--- Listing ---
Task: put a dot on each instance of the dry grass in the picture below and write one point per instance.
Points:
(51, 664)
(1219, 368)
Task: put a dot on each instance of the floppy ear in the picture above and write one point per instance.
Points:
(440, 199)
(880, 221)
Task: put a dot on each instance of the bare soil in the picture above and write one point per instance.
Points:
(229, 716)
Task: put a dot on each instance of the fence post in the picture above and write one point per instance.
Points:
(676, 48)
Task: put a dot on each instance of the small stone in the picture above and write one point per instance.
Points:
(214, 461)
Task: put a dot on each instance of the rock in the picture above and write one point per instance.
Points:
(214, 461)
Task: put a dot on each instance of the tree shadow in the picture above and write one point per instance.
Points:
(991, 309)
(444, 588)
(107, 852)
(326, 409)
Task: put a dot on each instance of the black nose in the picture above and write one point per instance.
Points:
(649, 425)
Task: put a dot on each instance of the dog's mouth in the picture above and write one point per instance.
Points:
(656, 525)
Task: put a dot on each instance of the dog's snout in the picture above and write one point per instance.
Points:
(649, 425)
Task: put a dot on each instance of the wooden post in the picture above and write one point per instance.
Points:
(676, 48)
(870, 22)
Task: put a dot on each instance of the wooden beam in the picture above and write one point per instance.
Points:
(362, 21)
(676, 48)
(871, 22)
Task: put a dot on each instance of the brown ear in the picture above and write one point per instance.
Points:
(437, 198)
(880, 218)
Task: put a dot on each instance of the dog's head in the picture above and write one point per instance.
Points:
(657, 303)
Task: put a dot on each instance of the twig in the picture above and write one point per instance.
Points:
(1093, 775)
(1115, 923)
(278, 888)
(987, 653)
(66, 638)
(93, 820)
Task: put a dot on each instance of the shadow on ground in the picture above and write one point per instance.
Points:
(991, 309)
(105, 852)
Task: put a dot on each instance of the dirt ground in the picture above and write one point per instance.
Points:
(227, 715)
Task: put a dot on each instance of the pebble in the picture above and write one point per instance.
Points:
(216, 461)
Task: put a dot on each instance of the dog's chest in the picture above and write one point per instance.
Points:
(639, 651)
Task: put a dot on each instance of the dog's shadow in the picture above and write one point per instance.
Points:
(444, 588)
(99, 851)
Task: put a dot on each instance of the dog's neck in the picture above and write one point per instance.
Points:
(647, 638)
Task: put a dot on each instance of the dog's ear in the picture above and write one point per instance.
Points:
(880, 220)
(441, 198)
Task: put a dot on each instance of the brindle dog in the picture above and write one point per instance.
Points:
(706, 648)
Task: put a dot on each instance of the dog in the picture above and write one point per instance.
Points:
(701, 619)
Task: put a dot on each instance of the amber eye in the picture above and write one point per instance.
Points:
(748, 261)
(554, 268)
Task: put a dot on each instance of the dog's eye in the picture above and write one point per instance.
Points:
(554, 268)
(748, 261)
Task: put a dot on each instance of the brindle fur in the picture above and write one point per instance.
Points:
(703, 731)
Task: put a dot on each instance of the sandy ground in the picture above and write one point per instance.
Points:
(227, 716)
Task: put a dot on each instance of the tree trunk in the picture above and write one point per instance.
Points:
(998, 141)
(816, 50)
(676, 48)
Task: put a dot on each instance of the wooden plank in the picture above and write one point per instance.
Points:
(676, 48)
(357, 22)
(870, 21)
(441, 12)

--- Set exercise ---
Convert every line of the listing above into a JSON list of strings, one string per line, leaving out blank lines.

--- Response for this exercise ---
[
  "Task: put a dot on each instance of the dry grass in the picture below and write one point per instance.",
  "Points:",
  "(51, 664)",
  "(1219, 368)",
  "Task: put a dot on each instance of the floppy ear in the picture above and write one point per instance.",
  "Points:",
  "(440, 199)",
  "(880, 221)",
  "Task: put a dot on each instance of the bare soil in the picture above and write one point per instance.",
  "Points:",
  "(229, 716)",
  "Task: put a dot on each instance of the fence post in the picture above and write one point per instance.",
  "Points:",
  "(676, 48)",
  "Task: put a dot on each instance of the small stone in the picture above and write one point per instance.",
  "Points:",
  "(214, 461)",
  "Task: put a dot on each instance of the rock in the picture above and write one point per instance.",
  "Points:",
  "(214, 461)",
  "Task: put a dot on each instance of the tree shadow in the picture above and write one point per instance.",
  "Points:",
  "(991, 309)",
  "(444, 588)",
  "(107, 852)",
  "(326, 409)",
  "Task: put a dot on each instance of the black nose in the picture above and write one point per instance.",
  "Points:",
  "(649, 425)",
  "Task: put a dot on each instance of the dog's mouth in the picture above and write one point per instance.",
  "Points:",
  "(656, 525)",
  "Task: put a dot on each instance of the dog's snout in the picture above and write one point per instance.",
  "Points:",
  "(649, 425)",
  "Task: put a dot on each instance of the wooden post in the picture above and write one point per instance.",
  "Points:",
  "(676, 48)",
  "(870, 22)",
  "Task: put a dot on each instance of the wooden beam in the picture above and write one point per instance.",
  "Points:",
  "(362, 21)",
  "(676, 48)",
  "(871, 22)",
  "Task: put a dot on each instance of the brown ear in the picture above and write one point per instance.",
  "Points:",
  "(437, 198)",
  "(880, 218)",
  "Task: put a dot on each instance of the dog's head in the picture above and write one point per instance.",
  "Points:",
  "(657, 303)",
  "Task: put a dot on each instance of the twig in the picture above and write one point per instance.",
  "Points:",
  "(1093, 775)",
  "(1115, 923)",
  "(278, 888)",
  "(987, 653)",
  "(66, 638)",
  "(93, 820)",
  "Task: put a dot on each instance of the shadow on ground in the picture above and write one point per instance.",
  "Points:",
  "(991, 309)",
  "(105, 852)",
  "Task: put a dot on each instance of the dirt ground in the picture above and write one point per instance.",
  "Points:",
  "(227, 715)",
  "Task: put a dot on each instance of the pebble in the picture above and write one point per instance.",
  "Points:",
  "(216, 461)",
  "Task: put a dot on each instance of the dog's chest in the picture above and write one point per instance.",
  "Points:",
  "(639, 651)",
  "Task: put a dot on each instance of the dog's shadow in the picture above and write one point per instance.",
  "Points:",
  "(444, 588)",
  "(99, 851)",
  "Task: put a dot on each instance of the dog's neck in the picture above and write one point per instance.",
  "Points:",
  "(647, 638)",
  "Task: put a dot on each instance of the dog's ear in the picture above and write one point per instance.",
  "Points:",
  "(880, 220)",
  "(441, 198)",
  "Task: put a dot on each instance of the brindle dog in the picture above and write one point per instance.",
  "Points:",
  "(706, 648)",
  "Task: put a dot on each instance of the dog in the picture above and write one point per instance.",
  "Points:",
  "(701, 619)",
  "Task: put a dot on each instance of the amber eye in the picture above and write one point per instance.",
  "Points:",
  "(748, 261)",
  "(554, 268)",
  "Task: put a dot on each instance of the dog's eye in the picture above and write one point per instance.",
  "Points:",
  "(554, 268)",
  "(748, 261)",
  "Task: put a dot on each instance of the brindle fur in the picture above and write one point per instance.",
  "Points:",
  "(703, 731)",
  "Task: put a dot on each instance of the sandy ground in the picture above and write one point per instance.",
  "Points:",
  "(227, 716)",
  "Task: put a dot on each instance of the tree trunk in the picture above and write one point per instance.",
  "Points:",
  "(998, 141)",
  "(816, 50)",
  "(676, 48)",
  "Task: put a dot on each instance of the wooden plank in the picture above and write one point per instance.",
  "Points:",
  "(676, 48)",
  "(357, 22)",
  "(870, 21)",
  "(441, 12)"
]